→ **GIVEN TASK 1**
In the list of patriarchs of the Assyrian Church of the East, where did the patriarchs of the Shimun line reside?
→ **GIVEN TASK 2**
Continue the list of patriarchs of the Assyrian Church of the East from the point where it stops.

→ **DOCUMENT EXCERPT**
________________________________________
This is a list of the catholicos-patriarchs of the Assyrian Church of the East. The Patriarch is the leader of the Assyrian Church of the East, that represents the traditionalist continuation of the ancient Church of the East.

During the period between the middle of the 16th century and the beginning of the 19th century, that was marked by several internal divisions, traditionalist branch of the Church of the East was represented at first by the senior Eliya line of patriarchs who resided in the Rabban Hormizd Monastery near Alqosh, and later also by the younger Shimun line of patriarch who resided in Qudshanis. Patriarchs of the Shimun line were traditionalists since the 17th century. In 1804, the last patriarch of the Eliya line died without successor, thus enabling the patriarch Shimun XVI (1780–1820) of the Qodshanis line to become the sole primate of the entire traditionalist branch of the Church of the East.

List of traditionalist patriarchs of both lines

1. Eliya line
Based in the Rabban Hormizd Monastery near Alqosh.
 Eliya VI (1558–1591) 
 Eliya VII (1591–1617)
 Eliya VIII (1617–1660) 
 Eliya IX (1660–1700)
 Eliya X (1700–1722)
 Eliya XI (1722–1778)
 Eliya XII (1778–1804)
________________________________________
→ **DATA ENTRIES**
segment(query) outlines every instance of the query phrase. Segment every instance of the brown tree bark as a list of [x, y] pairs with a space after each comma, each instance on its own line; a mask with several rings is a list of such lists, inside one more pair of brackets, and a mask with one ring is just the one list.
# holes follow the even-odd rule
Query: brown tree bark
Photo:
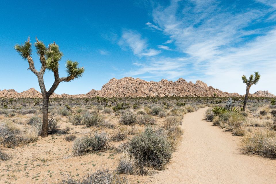
[[248, 95], [249, 94], [249, 89], [250, 89], [250, 87], [251, 86], [246, 86], [246, 93], [245, 94], [245, 96], [244, 97], [244, 106], [242, 108], [242, 111], [244, 112], [245, 110], [245, 108], [246, 108], [246, 104], [247, 103], [247, 100], [248, 99]]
________________________________________
→ **RIGHT ANSWER 1**
Qudshanis.

→ **RIGHT ANSWER 2**
2. Shimun line
Traditionalist since the 17th century, based in Qudshanis
 Shimun X Eliyah (1600–1638)
 Shimun XI Eshuyow (1638–1656)
 Shimun XII Yoalaha (1656–1662)
 Shimun XIII Dinkha (1662–1700)
 Shimun XIV Shlemon (1700–1740)
 Shimun XV Maqdassi Mikhail (1740–1780)
 Shimun XVI Yohannan (1780–1820)

List of patriarchs since 1804

Residence continued in Qudshanis
 Shimun XVI Yohannan (1780–1820) – since 1804, the only traditionalist Patriarch.
 Shimun XVII Abraham (1820–1861) 
 Shimun XVIII Rubil (1861–1903)
 Shimun XIX Benjamin (1903–1918) – due to the Sayfo, the Residence in Qudshanis ended in 1915, with Patriarch residing starting from 1915 between Urmia and Salmas, Persia until his assassination in 1918 breaking up the multi-national nature of the Church of the East, leaving many non-Assyrian Bishops isolated in different parts of the world to continue their independent Churches of the East autonomously.
 Shimun XX Paulos (1918–1920) – Moved the Patriarchate to Mosul, Iraq.
 Locum Tenens:
 Yosip Khnanisho (coadjutor) (1918–1920)
 Saint Mar Abimalek Timotheus (coadjutor) (1920)
 Shimun XXI Eshai (1920–1975) – forced into exile in 1933 and thus the patriarchate was temporarily located in Cyprus before relocating to Chicago, Illinois in 1940, and finally relocating to San Francisco, California. He ended hereditary patriarchy. He renamed the Church as the Assyrian Church of the East, which along with other reforms led the Ancient Church of the East to secede. He resigned in 1973, although unofficially still remained Patriarch. He was assassinated in San Jose, California, ending the 658-year old Shimun Line.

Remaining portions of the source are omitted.